• **EXERCISE REQUIREMENTS**:
Output the line that contains "Habitat-count request: mark the fallen" and every line after it to the end of the entries, with nothing added or left out.

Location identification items

**********

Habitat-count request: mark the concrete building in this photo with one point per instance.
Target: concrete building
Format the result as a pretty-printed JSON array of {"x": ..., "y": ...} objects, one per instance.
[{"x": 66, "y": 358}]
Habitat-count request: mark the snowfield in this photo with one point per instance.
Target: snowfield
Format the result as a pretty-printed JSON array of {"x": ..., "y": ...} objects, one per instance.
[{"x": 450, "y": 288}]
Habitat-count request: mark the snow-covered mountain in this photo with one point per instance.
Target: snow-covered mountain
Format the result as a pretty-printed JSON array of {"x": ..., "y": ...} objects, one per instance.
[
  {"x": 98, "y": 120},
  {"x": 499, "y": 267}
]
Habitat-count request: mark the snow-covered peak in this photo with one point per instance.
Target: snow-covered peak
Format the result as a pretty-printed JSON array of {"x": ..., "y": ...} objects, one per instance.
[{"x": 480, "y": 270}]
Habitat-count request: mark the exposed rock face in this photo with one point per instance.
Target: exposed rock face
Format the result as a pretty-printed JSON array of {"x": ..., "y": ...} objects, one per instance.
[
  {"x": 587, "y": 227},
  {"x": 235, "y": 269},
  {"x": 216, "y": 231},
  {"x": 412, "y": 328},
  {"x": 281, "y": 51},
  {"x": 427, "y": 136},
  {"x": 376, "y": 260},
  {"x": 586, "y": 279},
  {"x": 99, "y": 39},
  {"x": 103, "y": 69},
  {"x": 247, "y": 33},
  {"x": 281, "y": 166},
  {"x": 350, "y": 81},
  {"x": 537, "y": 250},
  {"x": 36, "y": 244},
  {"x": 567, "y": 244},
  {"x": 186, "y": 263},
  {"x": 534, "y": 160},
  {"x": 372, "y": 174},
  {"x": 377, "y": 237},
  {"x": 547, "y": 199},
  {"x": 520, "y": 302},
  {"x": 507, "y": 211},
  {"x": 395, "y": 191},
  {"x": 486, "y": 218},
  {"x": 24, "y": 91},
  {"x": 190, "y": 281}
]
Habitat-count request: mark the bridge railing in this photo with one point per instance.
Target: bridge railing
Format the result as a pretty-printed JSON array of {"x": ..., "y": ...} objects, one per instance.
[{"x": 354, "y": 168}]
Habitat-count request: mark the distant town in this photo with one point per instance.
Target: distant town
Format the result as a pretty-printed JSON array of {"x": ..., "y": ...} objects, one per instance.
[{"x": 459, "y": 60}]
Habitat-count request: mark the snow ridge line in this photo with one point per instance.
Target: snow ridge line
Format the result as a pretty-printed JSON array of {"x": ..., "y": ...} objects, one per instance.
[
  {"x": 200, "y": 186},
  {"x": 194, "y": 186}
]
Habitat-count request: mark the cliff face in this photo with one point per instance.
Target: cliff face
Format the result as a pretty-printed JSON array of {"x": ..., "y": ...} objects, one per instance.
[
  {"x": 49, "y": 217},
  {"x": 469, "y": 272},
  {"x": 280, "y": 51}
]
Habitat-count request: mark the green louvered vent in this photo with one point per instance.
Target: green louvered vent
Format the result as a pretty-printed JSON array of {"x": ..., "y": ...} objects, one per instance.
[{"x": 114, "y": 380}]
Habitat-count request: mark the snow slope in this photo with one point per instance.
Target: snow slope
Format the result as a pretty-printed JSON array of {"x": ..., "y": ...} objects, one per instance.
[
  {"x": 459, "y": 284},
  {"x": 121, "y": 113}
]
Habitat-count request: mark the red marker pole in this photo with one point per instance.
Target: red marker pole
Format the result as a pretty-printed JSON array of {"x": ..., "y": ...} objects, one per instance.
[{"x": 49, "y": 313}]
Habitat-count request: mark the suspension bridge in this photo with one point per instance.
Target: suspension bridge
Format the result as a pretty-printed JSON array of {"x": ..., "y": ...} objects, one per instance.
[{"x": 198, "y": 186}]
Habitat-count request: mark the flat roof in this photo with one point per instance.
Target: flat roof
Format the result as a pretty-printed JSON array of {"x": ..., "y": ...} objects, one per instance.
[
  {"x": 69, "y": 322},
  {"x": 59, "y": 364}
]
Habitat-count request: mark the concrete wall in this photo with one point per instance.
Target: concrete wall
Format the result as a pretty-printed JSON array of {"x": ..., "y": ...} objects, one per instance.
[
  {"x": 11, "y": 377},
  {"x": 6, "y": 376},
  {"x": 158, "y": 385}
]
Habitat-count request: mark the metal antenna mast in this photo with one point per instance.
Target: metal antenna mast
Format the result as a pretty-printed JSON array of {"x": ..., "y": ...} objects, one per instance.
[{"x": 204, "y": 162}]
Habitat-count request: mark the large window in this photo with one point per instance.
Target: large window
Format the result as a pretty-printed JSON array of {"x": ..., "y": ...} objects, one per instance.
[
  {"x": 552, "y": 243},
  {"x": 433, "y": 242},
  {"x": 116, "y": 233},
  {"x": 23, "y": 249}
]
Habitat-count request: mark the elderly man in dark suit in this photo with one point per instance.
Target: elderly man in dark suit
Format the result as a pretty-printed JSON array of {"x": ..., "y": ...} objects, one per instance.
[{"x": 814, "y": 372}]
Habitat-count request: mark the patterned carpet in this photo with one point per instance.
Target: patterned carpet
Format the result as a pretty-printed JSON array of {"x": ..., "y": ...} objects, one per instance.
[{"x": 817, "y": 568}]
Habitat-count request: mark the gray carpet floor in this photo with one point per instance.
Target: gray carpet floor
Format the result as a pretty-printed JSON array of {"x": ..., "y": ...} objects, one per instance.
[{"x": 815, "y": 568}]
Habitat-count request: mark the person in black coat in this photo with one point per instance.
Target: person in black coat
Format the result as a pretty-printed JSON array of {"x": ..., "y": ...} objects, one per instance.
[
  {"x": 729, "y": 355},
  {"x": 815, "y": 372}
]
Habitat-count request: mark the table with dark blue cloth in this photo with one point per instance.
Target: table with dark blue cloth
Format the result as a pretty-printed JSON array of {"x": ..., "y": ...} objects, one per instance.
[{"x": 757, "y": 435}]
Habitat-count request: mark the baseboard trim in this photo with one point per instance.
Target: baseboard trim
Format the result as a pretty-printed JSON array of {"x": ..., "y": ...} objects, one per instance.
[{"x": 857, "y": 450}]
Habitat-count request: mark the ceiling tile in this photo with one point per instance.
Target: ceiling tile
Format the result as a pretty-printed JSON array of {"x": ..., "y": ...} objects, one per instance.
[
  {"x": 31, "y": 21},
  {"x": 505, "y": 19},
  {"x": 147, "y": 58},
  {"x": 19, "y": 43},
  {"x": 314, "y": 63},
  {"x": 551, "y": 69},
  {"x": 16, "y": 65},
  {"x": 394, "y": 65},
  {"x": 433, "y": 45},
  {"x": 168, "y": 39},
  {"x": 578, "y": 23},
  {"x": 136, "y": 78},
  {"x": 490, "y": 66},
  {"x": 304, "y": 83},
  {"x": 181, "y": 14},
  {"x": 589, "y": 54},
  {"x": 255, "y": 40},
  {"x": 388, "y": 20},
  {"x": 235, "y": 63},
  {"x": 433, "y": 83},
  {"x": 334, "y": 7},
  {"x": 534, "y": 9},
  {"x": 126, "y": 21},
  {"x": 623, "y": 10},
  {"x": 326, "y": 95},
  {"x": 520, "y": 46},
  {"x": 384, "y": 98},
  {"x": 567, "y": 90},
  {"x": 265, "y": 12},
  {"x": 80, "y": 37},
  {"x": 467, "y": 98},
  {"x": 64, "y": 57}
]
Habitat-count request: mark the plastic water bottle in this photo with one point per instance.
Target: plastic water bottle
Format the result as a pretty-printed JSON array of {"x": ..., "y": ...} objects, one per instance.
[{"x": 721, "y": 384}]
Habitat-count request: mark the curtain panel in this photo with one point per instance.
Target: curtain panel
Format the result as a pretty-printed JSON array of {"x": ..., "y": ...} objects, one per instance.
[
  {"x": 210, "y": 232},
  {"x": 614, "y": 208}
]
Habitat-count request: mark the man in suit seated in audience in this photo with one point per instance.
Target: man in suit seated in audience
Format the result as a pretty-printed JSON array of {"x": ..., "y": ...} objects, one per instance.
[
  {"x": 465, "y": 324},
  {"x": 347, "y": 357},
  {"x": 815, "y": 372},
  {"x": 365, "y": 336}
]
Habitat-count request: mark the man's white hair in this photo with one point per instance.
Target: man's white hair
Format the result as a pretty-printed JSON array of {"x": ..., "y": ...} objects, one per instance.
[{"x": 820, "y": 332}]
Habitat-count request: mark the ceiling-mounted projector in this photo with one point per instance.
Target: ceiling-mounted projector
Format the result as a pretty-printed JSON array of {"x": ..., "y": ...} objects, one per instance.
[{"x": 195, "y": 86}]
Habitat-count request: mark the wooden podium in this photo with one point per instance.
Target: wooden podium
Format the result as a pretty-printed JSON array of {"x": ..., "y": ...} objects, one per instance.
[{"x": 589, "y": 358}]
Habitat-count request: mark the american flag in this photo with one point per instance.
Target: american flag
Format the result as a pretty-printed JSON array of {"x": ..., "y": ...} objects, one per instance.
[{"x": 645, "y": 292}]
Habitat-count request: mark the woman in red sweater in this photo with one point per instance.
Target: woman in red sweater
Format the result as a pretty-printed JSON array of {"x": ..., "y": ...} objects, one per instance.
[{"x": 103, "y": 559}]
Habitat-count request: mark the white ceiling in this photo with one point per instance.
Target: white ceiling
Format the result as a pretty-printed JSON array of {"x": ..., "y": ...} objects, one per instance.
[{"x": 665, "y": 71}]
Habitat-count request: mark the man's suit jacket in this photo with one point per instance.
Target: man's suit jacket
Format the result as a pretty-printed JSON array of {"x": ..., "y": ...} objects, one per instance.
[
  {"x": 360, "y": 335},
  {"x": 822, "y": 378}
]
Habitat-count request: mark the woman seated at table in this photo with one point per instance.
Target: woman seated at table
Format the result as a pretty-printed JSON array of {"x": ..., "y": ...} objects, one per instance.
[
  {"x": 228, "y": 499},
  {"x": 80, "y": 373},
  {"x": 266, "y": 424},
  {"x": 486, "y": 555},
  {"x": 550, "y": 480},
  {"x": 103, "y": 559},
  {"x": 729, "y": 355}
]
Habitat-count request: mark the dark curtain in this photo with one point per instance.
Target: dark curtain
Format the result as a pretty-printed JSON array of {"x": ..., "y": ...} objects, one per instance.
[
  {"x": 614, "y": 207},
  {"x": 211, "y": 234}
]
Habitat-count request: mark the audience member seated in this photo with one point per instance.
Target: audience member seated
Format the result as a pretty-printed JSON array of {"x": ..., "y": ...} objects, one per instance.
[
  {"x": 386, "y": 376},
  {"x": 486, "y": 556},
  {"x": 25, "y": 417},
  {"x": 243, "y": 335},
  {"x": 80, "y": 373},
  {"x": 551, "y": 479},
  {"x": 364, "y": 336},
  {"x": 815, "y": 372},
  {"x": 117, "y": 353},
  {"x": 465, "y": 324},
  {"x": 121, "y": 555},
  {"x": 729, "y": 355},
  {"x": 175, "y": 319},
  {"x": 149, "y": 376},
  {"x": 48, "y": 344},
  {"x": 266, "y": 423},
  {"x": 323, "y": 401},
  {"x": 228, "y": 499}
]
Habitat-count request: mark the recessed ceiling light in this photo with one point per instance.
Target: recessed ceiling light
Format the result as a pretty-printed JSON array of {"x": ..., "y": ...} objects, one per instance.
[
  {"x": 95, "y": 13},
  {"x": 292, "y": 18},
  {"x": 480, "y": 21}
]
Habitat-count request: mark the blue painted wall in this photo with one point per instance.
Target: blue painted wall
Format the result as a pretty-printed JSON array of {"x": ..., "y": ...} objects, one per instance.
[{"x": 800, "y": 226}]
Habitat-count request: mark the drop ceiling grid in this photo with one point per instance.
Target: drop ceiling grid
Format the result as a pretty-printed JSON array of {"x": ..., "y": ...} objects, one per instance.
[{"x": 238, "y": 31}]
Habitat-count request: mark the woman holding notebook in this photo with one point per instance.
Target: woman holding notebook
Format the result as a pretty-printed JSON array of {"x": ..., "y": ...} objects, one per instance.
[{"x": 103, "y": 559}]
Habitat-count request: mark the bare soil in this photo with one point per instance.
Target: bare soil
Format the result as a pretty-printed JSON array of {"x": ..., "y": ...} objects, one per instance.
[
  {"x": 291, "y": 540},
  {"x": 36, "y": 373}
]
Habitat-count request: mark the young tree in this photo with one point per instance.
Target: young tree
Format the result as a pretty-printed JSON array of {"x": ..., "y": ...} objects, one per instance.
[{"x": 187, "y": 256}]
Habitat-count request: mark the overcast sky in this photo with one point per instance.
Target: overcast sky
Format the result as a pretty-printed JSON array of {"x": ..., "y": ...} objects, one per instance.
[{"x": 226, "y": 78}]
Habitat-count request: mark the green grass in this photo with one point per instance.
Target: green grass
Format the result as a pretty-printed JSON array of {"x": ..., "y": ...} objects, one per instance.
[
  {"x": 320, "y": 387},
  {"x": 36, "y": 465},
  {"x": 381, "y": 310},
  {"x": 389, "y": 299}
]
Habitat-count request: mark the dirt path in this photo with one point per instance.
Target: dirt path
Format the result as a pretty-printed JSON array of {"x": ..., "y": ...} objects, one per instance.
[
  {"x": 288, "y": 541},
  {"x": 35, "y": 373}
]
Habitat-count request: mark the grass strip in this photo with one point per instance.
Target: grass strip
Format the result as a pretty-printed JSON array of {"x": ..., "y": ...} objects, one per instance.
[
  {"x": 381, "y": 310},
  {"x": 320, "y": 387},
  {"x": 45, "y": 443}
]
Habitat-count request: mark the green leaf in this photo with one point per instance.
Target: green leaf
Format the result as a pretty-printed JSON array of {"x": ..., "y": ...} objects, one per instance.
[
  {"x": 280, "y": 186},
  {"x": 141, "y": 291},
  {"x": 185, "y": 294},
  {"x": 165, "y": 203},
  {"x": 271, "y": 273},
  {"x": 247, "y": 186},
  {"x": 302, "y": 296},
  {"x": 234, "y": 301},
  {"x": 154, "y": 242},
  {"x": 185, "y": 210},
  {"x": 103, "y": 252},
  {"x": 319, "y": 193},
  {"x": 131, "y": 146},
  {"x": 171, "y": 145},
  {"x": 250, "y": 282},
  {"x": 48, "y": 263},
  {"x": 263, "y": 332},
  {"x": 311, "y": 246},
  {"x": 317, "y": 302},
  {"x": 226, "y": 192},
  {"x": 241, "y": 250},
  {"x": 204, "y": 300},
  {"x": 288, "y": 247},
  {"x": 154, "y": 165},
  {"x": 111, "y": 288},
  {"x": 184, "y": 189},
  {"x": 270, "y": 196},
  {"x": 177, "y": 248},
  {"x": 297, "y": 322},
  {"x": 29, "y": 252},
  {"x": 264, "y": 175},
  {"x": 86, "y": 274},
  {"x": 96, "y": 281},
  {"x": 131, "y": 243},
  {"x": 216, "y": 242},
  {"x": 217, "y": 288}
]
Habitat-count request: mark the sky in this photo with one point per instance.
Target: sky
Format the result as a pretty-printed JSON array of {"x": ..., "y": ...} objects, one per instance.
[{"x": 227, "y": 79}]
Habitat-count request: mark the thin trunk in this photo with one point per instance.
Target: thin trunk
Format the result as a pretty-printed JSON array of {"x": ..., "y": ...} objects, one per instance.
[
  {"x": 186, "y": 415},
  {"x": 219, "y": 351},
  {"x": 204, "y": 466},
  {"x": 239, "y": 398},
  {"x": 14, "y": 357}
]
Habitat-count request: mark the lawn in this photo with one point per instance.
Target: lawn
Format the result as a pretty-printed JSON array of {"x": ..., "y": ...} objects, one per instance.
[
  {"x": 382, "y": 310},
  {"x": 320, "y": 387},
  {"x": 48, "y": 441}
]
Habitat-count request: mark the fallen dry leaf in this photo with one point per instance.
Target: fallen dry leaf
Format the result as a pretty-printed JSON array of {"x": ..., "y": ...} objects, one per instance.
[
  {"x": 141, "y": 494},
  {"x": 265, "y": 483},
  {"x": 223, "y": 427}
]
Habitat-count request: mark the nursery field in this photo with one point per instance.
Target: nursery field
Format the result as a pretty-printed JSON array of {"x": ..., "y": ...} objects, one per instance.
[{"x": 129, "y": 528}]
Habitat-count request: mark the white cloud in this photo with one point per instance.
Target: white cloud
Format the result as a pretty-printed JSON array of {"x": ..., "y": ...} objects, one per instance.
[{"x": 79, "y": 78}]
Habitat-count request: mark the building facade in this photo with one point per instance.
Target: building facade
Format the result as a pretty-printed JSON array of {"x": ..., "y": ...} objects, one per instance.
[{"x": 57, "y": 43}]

**********

• **RESULT FOR THIS TASK**:
Habitat-count request: mark the fallen dry leaf in this photo with one point per instance.
Target: fallen dry leaf
Format the result as a pretty-printed JSON array of {"x": ..., "y": ...} objects, one per instance.
[
  {"x": 141, "y": 494},
  {"x": 265, "y": 483},
  {"x": 223, "y": 427}
]
Habitat-count request: mark the nursery field in this photo with one point per instance.
Target: nursery field
Format the result as a pretty-printed JSON array of {"x": ..., "y": ...} objects, one per instance.
[{"x": 129, "y": 528}]
Habitat-count request: mark the white cloud in this photo with one point per instance.
Target: white cloud
Format the result as a pretty-printed JSON array of {"x": ..., "y": ...} objects, one per instance.
[{"x": 79, "y": 78}]
Habitat-count request: mark the building facade in this photo with one point per instance.
Target: building facade
Format the result as a pretty-printed JSON array of {"x": ..., "y": ...} objects, one per instance.
[{"x": 57, "y": 43}]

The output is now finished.